_Completa quanto segue:_
(a) Secondo il testo di partenza, in quale anno si svolse lo sciopero legalitario stroncato dal Duce?
(b) Traduci in inglese questa frase del testo di partenza: "Non credo sia un caso che proprio Giorgia Meloni, leader di un partito di destra, parli di scontro sociale."

_Testo di partenza:_
Non credo sia un caso che proprio Giorgia Meloni, leader di un partito di destra, parli di scontro sociale. Che nel suo subconscio emerga il ricordo dello sciopero legalitario del 1921 stroncato dal Duce anche grazie all’appoggio dell’opinione pubblica?

Condivisibile e drammaticamente vera l’affermazione della ministra “Partite Iva e chi non ha un lavoro fisso sono in notevole difficoltà” ma l’intento di chi sciopera non è certo quello di “bloccare l’Italia e mettere a rischio la già fragile tenuta sociale”.

Paradossalmente l’intendo degli scioperanti è quello di far sì che il governo ponga rimedio alle proprie inefficienze.

Chiedere assunzioni in tempi rapidi, volte a colmare le gravi carenze di organico che insistono nelle pubbliche amministrazioni significa pretendere un  rimedio alla  marchetta elettorale “Quota 100” .

_Dati forniti:_

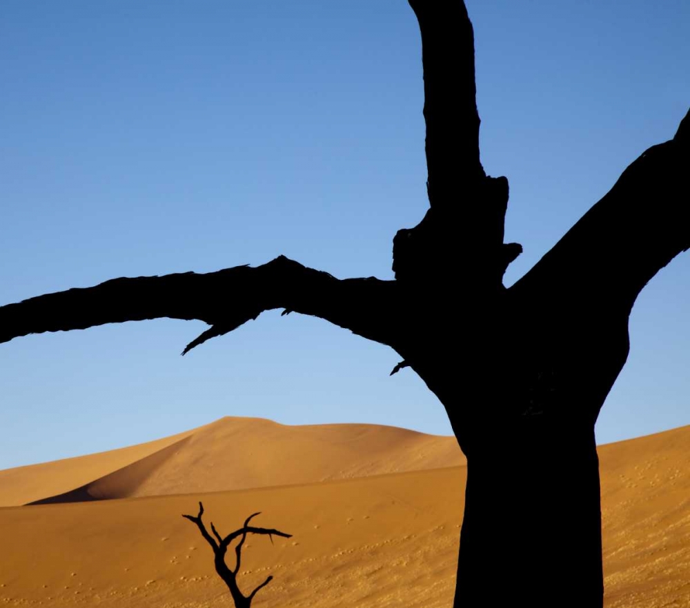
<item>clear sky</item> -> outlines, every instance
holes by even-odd
[[[690,3],[468,0],[482,162],[511,183],[511,283],[690,105]],[[404,0],[6,0],[0,8],[0,303],[122,276],[284,254],[392,278],[427,207],[421,48]],[[653,204],[653,201],[650,204]],[[648,285],[600,442],[690,423],[690,259]],[[222,416],[449,434],[387,347],[265,313],[0,345],[0,468]]]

_Risposte fornite:_
(a) Nel 1921.

(b) I don't think it is a coincidence that Giorgia Meloni, of all people, the leader of a right-wing party, is talking about social conflict.